* _Problem to solve_
Comb through the entries for "brown" and pull out each line that holds it.

Stored dataset items
[Start of section]

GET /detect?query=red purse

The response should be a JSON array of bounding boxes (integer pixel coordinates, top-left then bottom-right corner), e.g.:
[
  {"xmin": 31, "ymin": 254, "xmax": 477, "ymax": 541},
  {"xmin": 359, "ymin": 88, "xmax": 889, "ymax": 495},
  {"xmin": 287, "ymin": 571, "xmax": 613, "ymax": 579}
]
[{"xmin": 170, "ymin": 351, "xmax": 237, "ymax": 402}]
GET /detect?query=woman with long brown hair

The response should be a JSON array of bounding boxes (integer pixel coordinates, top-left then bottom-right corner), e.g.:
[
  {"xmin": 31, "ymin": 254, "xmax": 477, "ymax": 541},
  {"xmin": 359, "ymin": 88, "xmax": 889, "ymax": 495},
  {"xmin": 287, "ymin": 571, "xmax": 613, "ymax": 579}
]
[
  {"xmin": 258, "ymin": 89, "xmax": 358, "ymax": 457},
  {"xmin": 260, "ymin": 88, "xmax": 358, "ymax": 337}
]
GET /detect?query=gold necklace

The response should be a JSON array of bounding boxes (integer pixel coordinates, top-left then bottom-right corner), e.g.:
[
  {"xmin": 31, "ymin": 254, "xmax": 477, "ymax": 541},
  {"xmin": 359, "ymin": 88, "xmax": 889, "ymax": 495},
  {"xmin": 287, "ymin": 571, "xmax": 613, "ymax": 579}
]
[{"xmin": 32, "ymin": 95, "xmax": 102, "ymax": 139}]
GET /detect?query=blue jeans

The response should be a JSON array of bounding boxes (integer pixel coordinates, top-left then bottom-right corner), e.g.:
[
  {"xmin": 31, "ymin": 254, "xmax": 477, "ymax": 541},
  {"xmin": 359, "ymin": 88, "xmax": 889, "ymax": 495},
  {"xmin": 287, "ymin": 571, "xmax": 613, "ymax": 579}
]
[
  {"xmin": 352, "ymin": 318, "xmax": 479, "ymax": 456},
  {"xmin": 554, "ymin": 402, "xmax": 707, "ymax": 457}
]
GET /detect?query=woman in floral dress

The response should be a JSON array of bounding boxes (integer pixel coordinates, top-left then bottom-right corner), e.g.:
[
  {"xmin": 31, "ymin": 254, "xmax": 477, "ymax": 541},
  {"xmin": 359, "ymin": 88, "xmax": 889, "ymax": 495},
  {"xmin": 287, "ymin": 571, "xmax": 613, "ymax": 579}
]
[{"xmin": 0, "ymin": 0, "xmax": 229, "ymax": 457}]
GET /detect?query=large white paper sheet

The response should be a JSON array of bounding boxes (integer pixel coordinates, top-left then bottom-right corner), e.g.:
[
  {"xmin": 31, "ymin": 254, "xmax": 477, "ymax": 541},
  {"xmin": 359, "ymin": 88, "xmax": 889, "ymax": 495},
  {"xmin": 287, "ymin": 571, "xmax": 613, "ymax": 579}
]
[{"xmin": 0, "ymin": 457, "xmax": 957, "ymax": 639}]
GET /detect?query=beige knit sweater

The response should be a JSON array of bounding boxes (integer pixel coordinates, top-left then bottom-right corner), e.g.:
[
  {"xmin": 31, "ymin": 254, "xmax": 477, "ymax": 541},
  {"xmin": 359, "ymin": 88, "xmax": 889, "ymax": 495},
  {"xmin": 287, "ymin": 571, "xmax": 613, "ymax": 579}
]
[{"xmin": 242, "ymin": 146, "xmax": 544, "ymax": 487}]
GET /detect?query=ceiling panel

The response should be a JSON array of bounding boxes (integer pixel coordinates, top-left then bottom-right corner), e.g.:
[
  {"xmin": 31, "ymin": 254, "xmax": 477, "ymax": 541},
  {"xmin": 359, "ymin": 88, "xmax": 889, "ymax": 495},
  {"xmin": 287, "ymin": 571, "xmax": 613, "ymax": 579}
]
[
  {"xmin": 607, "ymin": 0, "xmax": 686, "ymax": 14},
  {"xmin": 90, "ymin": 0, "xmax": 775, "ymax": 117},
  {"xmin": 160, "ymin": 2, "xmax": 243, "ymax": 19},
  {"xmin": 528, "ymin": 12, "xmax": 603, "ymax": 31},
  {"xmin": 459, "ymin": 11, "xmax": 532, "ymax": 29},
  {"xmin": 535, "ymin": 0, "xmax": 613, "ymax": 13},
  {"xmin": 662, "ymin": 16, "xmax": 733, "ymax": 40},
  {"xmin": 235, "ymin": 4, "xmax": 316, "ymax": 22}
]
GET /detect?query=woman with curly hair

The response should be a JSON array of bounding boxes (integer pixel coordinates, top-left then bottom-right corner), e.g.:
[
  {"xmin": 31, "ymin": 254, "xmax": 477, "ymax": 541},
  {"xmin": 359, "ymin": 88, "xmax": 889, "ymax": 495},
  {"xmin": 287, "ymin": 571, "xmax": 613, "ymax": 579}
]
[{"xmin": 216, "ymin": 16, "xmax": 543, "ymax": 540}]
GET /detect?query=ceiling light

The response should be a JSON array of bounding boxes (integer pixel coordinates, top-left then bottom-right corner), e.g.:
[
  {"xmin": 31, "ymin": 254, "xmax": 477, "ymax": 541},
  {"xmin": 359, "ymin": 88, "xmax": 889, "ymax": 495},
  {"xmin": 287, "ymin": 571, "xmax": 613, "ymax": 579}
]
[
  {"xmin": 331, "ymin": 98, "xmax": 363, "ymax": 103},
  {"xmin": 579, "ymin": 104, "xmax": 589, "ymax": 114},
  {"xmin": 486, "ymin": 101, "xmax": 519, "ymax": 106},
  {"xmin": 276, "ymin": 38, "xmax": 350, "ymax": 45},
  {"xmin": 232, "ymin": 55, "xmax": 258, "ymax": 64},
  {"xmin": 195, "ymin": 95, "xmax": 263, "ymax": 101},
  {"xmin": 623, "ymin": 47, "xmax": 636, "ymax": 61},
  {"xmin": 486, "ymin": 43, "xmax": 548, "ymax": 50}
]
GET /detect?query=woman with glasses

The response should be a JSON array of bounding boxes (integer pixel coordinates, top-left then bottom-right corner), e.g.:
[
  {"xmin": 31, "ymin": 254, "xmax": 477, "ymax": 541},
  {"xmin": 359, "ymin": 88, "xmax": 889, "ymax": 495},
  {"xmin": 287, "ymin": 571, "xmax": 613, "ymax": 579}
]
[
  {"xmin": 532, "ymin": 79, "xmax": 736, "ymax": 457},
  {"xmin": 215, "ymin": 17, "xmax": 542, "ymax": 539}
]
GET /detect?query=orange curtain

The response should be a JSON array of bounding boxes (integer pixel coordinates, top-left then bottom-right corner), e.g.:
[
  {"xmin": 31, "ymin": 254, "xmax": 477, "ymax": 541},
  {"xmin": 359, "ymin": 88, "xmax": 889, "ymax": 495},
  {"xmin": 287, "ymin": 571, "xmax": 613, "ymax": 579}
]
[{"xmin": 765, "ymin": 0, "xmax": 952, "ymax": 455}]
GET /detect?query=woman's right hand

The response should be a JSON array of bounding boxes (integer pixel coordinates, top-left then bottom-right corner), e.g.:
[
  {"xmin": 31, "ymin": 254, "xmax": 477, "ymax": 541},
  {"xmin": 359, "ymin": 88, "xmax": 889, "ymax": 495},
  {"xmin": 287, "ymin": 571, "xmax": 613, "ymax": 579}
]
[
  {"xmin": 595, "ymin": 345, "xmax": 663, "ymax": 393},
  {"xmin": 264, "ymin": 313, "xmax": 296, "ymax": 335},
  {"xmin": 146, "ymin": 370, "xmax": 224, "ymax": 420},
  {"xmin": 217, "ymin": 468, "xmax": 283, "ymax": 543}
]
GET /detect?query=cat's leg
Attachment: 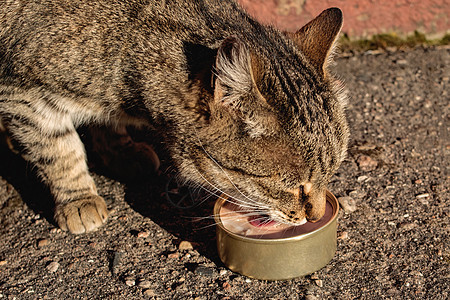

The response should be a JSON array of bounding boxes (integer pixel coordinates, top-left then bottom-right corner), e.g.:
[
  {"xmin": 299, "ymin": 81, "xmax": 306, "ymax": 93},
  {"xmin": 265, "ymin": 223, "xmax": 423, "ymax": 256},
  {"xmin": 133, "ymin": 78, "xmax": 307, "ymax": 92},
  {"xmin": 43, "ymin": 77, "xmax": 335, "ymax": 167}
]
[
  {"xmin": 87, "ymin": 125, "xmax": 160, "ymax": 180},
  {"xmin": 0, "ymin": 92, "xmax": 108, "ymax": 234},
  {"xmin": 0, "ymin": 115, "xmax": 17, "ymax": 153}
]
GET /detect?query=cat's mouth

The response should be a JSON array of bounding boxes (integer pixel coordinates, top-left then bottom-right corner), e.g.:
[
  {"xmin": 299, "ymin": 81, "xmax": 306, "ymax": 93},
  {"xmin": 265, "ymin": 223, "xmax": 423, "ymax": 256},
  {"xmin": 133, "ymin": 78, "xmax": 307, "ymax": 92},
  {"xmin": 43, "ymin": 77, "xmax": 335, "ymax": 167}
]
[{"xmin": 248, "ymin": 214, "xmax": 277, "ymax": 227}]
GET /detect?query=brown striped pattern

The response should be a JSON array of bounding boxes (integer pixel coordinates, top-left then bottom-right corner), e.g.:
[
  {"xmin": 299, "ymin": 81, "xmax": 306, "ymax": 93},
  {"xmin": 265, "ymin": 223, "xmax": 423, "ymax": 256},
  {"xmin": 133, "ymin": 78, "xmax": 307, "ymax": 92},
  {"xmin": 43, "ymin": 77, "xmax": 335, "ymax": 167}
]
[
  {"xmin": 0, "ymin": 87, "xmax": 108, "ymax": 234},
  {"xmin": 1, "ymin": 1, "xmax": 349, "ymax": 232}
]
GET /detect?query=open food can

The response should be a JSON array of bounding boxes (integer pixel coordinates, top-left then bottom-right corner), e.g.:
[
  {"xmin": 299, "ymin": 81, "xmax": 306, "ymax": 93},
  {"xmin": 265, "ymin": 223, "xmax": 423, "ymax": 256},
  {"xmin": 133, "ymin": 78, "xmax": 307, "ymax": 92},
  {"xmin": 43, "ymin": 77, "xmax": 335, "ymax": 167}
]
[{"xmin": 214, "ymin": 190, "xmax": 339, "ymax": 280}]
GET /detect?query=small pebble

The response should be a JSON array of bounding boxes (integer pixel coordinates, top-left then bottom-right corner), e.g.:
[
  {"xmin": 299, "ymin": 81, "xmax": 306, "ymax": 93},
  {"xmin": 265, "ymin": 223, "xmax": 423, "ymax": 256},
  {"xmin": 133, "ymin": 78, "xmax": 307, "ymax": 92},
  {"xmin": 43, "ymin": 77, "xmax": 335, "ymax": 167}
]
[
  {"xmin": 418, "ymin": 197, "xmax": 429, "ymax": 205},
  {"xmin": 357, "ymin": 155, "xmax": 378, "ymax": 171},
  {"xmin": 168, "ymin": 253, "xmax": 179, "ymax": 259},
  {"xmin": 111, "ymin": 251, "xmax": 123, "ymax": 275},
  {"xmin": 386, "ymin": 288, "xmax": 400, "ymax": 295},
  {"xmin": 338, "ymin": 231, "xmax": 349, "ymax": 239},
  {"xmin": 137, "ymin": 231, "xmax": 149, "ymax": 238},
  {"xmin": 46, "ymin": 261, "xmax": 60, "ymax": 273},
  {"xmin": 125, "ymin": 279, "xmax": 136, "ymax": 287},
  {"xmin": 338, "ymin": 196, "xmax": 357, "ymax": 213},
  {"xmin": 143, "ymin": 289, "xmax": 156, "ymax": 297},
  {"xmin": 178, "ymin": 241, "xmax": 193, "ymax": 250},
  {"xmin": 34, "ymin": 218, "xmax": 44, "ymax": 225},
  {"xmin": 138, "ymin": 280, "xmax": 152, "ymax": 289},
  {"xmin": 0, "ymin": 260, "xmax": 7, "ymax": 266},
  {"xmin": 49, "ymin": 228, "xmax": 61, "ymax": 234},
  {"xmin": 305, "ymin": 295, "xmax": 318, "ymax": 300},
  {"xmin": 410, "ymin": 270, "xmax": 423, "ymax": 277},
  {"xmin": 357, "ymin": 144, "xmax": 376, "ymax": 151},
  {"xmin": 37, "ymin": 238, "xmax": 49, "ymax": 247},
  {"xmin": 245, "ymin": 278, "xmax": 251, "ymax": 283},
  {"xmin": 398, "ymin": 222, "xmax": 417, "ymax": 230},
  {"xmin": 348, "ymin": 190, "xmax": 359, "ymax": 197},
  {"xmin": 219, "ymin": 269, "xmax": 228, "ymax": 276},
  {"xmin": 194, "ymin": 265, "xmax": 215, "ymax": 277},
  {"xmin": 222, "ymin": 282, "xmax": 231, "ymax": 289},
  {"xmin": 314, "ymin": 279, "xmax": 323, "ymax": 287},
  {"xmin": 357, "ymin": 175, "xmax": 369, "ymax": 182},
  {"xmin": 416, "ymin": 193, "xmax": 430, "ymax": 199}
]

[End of section]
[Start of section]

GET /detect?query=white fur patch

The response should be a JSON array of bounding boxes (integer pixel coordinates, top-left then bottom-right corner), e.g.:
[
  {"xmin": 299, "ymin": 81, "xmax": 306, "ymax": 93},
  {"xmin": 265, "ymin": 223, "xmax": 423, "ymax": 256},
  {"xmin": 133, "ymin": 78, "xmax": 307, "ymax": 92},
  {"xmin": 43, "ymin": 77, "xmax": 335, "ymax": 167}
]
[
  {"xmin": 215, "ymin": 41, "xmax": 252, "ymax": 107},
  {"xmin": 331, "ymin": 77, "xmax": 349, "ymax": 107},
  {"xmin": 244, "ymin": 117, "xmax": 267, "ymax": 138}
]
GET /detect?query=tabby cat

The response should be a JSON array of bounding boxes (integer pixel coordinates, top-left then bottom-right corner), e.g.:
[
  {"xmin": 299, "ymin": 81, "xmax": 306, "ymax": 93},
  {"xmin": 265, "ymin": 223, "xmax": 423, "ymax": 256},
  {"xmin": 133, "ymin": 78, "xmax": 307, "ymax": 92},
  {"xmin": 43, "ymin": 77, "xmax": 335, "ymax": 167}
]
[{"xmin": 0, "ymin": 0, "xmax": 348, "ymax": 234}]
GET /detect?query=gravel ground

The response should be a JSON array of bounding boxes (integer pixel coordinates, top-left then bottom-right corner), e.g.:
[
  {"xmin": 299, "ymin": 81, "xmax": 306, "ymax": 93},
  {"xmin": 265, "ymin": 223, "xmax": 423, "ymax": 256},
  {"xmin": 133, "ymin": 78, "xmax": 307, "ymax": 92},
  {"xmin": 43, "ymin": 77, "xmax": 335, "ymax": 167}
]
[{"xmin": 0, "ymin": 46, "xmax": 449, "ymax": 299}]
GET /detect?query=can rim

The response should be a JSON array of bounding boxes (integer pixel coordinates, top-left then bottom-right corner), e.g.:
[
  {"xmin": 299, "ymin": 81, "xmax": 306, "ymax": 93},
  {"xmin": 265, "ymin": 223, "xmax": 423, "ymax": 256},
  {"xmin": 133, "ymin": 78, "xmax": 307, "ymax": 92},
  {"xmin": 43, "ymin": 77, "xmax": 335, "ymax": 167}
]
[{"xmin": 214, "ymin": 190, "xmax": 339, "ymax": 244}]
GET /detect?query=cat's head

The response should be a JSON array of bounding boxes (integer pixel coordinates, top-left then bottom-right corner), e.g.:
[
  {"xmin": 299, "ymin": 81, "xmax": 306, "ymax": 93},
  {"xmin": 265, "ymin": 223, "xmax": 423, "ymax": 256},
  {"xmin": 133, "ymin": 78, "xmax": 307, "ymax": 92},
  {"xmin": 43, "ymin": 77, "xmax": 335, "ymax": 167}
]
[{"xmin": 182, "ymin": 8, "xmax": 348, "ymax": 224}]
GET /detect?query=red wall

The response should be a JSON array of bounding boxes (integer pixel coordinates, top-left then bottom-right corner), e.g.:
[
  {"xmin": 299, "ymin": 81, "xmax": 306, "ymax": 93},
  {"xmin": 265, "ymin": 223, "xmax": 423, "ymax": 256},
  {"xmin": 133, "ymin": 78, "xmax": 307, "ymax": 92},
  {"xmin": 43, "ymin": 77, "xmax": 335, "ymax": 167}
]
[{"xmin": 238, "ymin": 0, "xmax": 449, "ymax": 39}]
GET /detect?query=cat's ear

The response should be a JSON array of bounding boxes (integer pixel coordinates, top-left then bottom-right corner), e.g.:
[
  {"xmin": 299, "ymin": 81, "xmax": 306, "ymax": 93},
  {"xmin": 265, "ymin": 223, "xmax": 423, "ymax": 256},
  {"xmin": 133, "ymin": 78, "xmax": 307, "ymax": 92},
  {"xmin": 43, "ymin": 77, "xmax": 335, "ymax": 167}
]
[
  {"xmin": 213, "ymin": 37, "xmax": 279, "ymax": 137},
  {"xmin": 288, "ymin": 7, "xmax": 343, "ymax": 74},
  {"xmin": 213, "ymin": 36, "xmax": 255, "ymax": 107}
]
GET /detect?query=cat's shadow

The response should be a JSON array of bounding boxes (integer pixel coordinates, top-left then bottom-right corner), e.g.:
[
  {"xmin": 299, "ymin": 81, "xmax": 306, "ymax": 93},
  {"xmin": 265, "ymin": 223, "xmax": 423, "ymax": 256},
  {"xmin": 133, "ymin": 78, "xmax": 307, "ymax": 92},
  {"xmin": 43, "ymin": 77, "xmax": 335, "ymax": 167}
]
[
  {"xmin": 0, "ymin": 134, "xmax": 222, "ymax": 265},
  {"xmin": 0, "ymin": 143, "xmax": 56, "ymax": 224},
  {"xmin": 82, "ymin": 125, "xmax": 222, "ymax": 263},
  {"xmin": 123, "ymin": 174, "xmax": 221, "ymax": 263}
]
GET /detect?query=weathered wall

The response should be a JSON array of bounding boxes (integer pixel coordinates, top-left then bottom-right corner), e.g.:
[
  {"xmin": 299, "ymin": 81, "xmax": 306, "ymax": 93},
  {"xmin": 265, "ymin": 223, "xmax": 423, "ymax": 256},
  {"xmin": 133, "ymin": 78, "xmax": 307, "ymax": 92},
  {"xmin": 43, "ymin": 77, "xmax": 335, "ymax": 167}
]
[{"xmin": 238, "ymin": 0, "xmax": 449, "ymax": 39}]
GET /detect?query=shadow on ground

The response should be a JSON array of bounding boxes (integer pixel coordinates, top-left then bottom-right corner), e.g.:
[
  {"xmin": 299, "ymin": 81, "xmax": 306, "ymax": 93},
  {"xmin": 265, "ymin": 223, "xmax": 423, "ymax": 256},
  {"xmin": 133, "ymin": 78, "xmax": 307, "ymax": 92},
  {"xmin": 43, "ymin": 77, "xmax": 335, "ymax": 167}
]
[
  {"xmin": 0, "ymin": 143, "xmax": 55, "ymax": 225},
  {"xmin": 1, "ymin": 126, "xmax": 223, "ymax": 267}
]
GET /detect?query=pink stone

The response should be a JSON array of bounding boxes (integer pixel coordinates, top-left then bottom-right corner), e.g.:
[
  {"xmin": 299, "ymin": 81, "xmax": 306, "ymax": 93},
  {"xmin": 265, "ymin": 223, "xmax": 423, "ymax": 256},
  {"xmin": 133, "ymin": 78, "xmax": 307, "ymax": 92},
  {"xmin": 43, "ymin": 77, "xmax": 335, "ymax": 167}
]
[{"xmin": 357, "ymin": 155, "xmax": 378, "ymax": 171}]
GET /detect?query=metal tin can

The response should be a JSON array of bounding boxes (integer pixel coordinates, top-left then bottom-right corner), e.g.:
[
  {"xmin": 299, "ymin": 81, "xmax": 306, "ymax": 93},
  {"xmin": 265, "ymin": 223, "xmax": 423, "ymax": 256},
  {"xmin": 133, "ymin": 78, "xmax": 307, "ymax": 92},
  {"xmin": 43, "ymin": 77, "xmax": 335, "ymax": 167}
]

[End of section]
[Start of section]

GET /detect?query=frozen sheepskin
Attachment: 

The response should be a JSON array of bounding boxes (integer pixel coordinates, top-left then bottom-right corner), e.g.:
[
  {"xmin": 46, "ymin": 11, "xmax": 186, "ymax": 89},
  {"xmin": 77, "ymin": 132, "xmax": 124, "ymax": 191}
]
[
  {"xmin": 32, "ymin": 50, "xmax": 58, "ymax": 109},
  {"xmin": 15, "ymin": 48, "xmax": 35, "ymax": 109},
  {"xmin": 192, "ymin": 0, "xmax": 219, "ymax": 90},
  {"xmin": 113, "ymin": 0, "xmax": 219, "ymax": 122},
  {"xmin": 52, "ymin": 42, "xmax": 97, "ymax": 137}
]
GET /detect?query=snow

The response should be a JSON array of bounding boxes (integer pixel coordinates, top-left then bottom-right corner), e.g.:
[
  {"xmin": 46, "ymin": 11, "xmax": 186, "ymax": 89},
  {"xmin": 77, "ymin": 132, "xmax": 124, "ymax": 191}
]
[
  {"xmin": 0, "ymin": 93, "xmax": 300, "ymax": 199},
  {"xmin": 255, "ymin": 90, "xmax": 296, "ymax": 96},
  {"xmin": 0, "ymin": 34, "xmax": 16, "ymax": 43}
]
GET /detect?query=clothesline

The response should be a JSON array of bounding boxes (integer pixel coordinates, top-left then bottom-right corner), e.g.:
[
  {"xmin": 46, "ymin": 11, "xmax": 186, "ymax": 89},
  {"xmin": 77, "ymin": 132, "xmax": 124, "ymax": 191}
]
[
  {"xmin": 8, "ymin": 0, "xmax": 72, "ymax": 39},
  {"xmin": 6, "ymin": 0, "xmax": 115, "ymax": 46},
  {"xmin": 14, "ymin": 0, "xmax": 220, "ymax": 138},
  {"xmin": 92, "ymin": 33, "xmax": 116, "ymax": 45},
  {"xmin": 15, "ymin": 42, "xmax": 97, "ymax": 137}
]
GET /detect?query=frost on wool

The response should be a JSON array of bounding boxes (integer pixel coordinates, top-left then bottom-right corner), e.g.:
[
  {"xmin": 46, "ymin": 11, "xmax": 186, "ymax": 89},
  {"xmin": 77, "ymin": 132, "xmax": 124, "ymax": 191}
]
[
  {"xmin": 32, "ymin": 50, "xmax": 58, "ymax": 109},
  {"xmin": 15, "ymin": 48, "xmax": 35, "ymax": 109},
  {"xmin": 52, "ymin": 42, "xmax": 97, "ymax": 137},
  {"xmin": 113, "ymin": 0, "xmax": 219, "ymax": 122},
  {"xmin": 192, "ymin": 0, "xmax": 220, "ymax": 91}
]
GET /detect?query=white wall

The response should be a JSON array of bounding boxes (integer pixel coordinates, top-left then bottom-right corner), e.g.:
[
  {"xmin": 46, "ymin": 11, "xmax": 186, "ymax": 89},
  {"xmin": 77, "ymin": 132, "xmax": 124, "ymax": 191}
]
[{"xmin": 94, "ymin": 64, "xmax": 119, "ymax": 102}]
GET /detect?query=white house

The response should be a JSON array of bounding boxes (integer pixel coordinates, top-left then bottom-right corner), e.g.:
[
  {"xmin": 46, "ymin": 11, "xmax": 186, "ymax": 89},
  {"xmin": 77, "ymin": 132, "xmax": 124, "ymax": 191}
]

[End of section]

* _Task result_
GET /detect?query=woman with long brown hair
GET /detect?query=brown striped pattern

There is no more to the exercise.